## ASSIGNED TASK
Stop at the line containing "positive clicks: (330, 298)": write out every line from the beginning of the entries up to and including it, minus the pictures.

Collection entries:
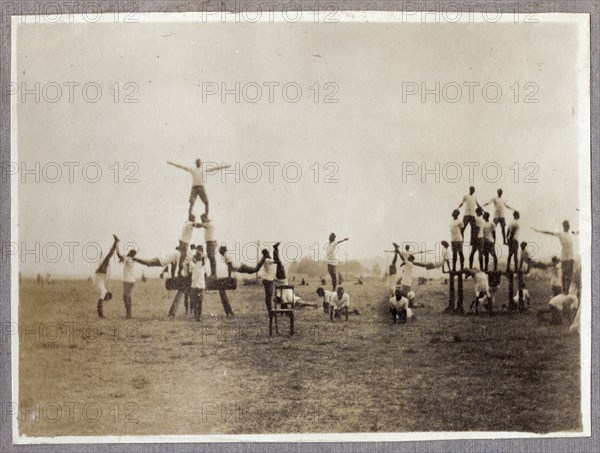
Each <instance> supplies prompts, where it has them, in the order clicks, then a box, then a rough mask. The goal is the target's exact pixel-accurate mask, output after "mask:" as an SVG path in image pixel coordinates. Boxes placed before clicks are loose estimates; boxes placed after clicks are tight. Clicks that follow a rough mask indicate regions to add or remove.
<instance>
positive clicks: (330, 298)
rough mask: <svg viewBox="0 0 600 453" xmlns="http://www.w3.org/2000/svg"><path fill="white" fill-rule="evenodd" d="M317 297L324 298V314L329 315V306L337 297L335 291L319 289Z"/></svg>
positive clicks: (323, 311) (325, 289)
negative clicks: (333, 296)
mask: <svg viewBox="0 0 600 453" xmlns="http://www.w3.org/2000/svg"><path fill="white" fill-rule="evenodd" d="M317 295H318V296H319V297H322V298H323V313H325V314H327V313H329V305H330V304H331V299H332V298H333V296H334V295H335V291H328V290H326V289H323V288H317Z"/></svg>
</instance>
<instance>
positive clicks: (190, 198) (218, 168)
mask: <svg viewBox="0 0 600 453" xmlns="http://www.w3.org/2000/svg"><path fill="white" fill-rule="evenodd" d="M167 163H168V164H169V165H172V166H173V167H176V168H179V169H181V170H184V171H187V172H189V173H190V174H191V175H192V191H191V192H190V208H189V211H188V215H190V216H191V215H192V210H193V208H194V203H195V202H196V198H197V197H200V200H202V203H204V213H205V214H206V215H208V197H207V196H206V189H205V188H204V179H203V177H202V172H203V170H202V160H200V159H196V166H195V167H186V166H184V165H179V164H176V163H174V162H169V161H167ZM229 167H230V165H222V166H220V167H215V168H211V169H210V170H207V172H206V173H207V174H209V173H215V172H217V171H219V170H224V169H226V168H229Z"/></svg>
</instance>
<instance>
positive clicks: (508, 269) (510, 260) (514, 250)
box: [506, 211, 521, 272]
mask: <svg viewBox="0 0 600 453" xmlns="http://www.w3.org/2000/svg"><path fill="white" fill-rule="evenodd" d="M520 218H521V215H520V214H519V211H515V212H513V221H512V222H510V223H509V224H508V229H507V231H506V233H507V235H506V236H507V237H506V242H507V244H508V257H507V258H506V272H510V261H511V259H512V258H514V262H515V271H517V270H518V269H519V259H518V255H519V233H520V231H521V227H520V225H519V219H520Z"/></svg>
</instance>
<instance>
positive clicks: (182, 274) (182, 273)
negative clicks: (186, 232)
mask: <svg viewBox="0 0 600 453" xmlns="http://www.w3.org/2000/svg"><path fill="white" fill-rule="evenodd" d="M192 248H193V249H195V246H192ZM179 271H180V276H181V277H183V278H184V279H185V282H184V286H183V287H180V289H178V290H177V293H175V297H174V298H173V303H172V304H171V308H170V309H169V316H170V317H171V318H173V317H175V314H176V313H177V308H178V307H179V302H180V301H181V298H183V304H184V307H185V314H186V315H188V314H191V313H192V306H191V303H190V297H191V283H192V281H191V278H192V277H191V272H192V256H191V253H188V254H187V255H186V257H185V259H184V260H183V266H182V265H181V264H180V265H179Z"/></svg>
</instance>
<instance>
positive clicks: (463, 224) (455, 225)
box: [450, 209, 465, 271]
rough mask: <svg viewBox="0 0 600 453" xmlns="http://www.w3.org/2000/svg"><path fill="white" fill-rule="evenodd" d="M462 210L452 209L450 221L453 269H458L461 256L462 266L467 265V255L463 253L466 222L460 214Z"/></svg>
mask: <svg viewBox="0 0 600 453" xmlns="http://www.w3.org/2000/svg"><path fill="white" fill-rule="evenodd" d="M459 215H460V211H459V210H458V209H455V210H454V211H452V219H453V220H452V222H451V223H450V244H452V270H453V271H456V259H457V256H460V268H461V269H462V268H463V267H464V265H465V256H464V255H463V251H462V248H463V230H464V224H463V223H462V222H461V221H460V219H459V218H458V216H459Z"/></svg>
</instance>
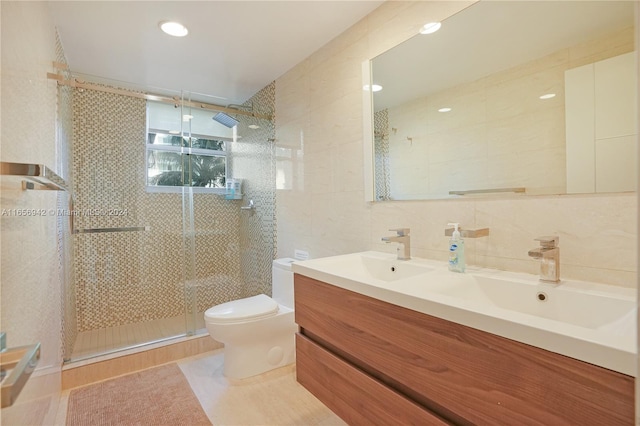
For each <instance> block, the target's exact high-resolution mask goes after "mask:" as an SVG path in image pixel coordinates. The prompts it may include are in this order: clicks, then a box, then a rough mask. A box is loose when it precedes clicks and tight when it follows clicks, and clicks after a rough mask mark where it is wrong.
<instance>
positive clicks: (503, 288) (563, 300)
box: [474, 275, 636, 328]
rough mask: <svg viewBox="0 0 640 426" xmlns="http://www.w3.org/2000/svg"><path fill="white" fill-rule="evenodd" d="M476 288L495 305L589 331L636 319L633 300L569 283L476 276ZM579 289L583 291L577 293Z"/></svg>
mask: <svg viewBox="0 0 640 426" xmlns="http://www.w3.org/2000/svg"><path fill="white" fill-rule="evenodd" d="M474 281H475V289H474V290H477V291H479V292H481V294H482V296H484V297H485V298H486V299H488V300H489V301H490V302H491V303H492V304H494V305H495V306H497V307H499V308H502V309H509V310H512V311H517V312H521V313H525V314H530V315H536V316H539V317H542V318H548V319H552V320H556V321H561V322H565V323H569V324H574V325H577V326H580V327H586V328H600V327H606V326H607V325H608V324H611V323H613V322H616V321H619V320H622V319H623V318H625V317H626V316H627V315H634V316H635V307H636V302H635V300H633V299H629V298H623V297H616V295H615V294H612V293H603V292H598V291H589V289H585V287H586V286H585V284H584V283H582V284H581V285H580V286H576V285H575V284H576V283H575V282H573V281H571V280H565V281H564V282H562V283H561V284H559V285H553V284H551V285H550V284H543V283H540V282H527V281H520V280H517V281H516V280H513V279H501V278H495V277H485V276H481V275H480V276H475V277H474ZM576 287H579V288H581V289H582V291H576Z"/></svg>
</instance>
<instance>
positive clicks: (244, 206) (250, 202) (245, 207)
mask: <svg viewBox="0 0 640 426" xmlns="http://www.w3.org/2000/svg"><path fill="white" fill-rule="evenodd" d="M255 208H256V205H255V203H254V202H253V200H249V205H248V206H242V207H240V210H255Z"/></svg>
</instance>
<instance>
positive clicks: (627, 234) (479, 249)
mask: <svg viewBox="0 0 640 426" xmlns="http://www.w3.org/2000/svg"><path fill="white" fill-rule="evenodd" d="M470 3H472V2H386V3H384V4H383V5H382V6H380V7H379V8H378V9H377V10H375V11H374V12H373V13H371V14H370V15H368V16H367V17H365V18H364V19H363V20H362V21H360V22H359V23H357V24H356V25H354V26H353V27H352V28H350V29H349V30H348V31H346V32H345V33H343V34H342V35H340V36H339V37H337V38H336V39H334V40H333V41H331V42H330V43H329V44H327V45H326V46H324V47H322V48H321V49H320V50H318V51H317V52H315V53H314V54H313V55H311V56H310V57H309V58H307V59H306V60H305V61H303V62H301V63H300V64H298V65H297V66H295V67H294V68H292V69H291V70H290V71H288V72H287V73H286V74H284V75H283V76H282V77H280V78H279V79H278V80H277V81H276V90H277V92H276V111H277V127H276V140H277V144H278V147H279V148H280V149H282V150H285V151H287V152H289V153H290V157H291V158H295V166H294V167H292V168H291V170H292V172H288V174H287V175H288V176H291V181H290V184H288V185H286V186H282V188H286V189H279V190H278V192H277V212H278V216H277V219H278V256H292V255H293V253H294V249H296V248H297V249H305V250H308V251H309V253H310V255H311V256H312V257H321V256H328V255H334V254H340V253H347V252H355V251H361V250H371V249H373V250H379V251H387V252H394V251H395V247H394V246H393V245H392V244H391V245H385V244H383V243H381V241H380V238H381V237H382V236H385V235H388V234H389V231H388V229H389V228H397V227H409V228H411V236H412V251H413V255H414V256H417V257H426V258H434V259H441V260H444V259H446V255H447V250H446V249H447V238H446V237H444V228H445V227H446V224H447V223H448V222H460V223H461V224H462V226H464V227H466V228H474V227H489V228H490V232H491V234H490V236H489V237H485V238H482V239H478V240H476V241H473V240H468V241H467V259H468V262H469V263H470V264H472V265H480V266H486V267H495V268H500V269H508V270H514V271H524V272H530V273H537V270H538V264H537V262H536V261H535V260H532V259H529V258H528V257H527V251H528V250H529V249H531V248H533V247H536V246H537V242H536V241H534V238H536V237H538V236H542V235H558V236H559V237H560V246H561V250H562V251H561V253H562V254H561V263H562V267H561V274H562V276H563V277H565V278H575V279H584V280H590V281H601V282H605V283H610V284H614V285H620V286H628V287H635V286H636V271H637V267H636V252H637V250H636V235H637V223H636V222H637V221H636V215H637V199H636V195H635V194H615V195H597V196H594V195H580V196H579V195H571V196H537V197H529V198H518V199H501V198H493V199H471V200H447V201H406V202H400V201H396V202H385V203H373V204H371V203H365V202H364V201H363V200H364V182H363V134H362V121H363V105H362V102H363V101H362V85H361V84H362V76H361V63H362V61H364V60H367V59H370V58H373V57H375V56H376V55H378V54H380V53H382V52H383V51H385V50H387V49H389V48H391V47H393V46H394V45H396V44H398V43H400V42H402V41H404V40H405V39H407V38H409V37H411V36H413V35H414V34H416V33H417V32H418V29H419V28H420V26H421V25H423V24H424V23H425V22H430V21H437V20H443V19H445V18H446V17H448V16H451V15H452V14H453V13H455V12H457V11H459V10H461V9H462V8H464V7H465V6H466V5H468V4H470ZM285 166H287V163H286V161H284V160H282V161H281V162H280V164H279V166H278V167H279V169H280V168H282V169H285Z"/></svg>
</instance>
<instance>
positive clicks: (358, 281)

## TASK SOLUTION
Each <instance> supplies prompts, where it has them, in the order clicks, then a box, then a rough mask. The goal is the target's exact pixel-accurate mask, output after "mask:" as an SVG path in image pixel coordinates. Boxes placed before clicks are loose estimates; boxes placed after clicks are tight. Clicks that follow a rough mask indicate regions to add or remove.
<instance>
positive clicks: (330, 298)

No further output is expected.